### Quoted text

Playing devils advocate here, but, can you cite me the article number that requires the wire to be continuous from rod to rod, for example if I've got 2 pieces of wire that won't be long enough to go panel rod rod then why can't I go panel to rod 1, then panel to rod 2?
Where does it say it has to go panel to rod to rod without a break? And why?

You are introducing two different situations here. First you say panel to rod 1 and panel to rod 2. In this situation, yes, two pieces I think can be used, so long as the run from the rod to the panel is uninterrupted or spliced with irreversible splice/exothermic weld.

In the second situation, you are saying, from panel to rod 1 then to rod 2. In this case, it would need to be one continuous wire, to keep from violating the rule for it being continuous from rod to panel.

250.64 Grounding Electrode Conductor Installation.
Grounding electrode conductors at the service, at each building or structure where supplied by a feeder(s) or branch circuit(s), or at a separately derived system shall be installed as specified in 250.64(A) through (F).

(C) Continuous.

######

__Problem description__: Retype the grounding wire discussion between "Where does it" and "250.64(A) through (F).", inclusive, keeping every word and mark unchanged.

### Source data

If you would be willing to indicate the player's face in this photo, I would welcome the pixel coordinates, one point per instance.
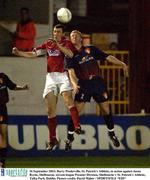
(1, 81)
(75, 38)
(57, 34)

######

__Solution for this problem__:
Where does it say it has to go panel to rod to rod without a break? And why?

You are introducing two different situations here. First you say panel to rod 1 and panel to rod 2. In this situation, yes, two pieces I think can be used, so long as the run from the rod to the panel is uninterrupted or spliced with irreversible splice/exothermic weld.

In the second situation, you are saying, from panel to rod 1 then to rod 2. In this case, it would need to be one continuous wire, to keep from violating the rule for it being continuous from rod to panel.

250.64 Grounding Electrode Conductor Installation.
Grounding electrode conductors at the service, at each building or structure where supplied by a feeder(s) or branch circuit(s), or at a separately derived system shall be installed as specified in 250.64(A) through (F).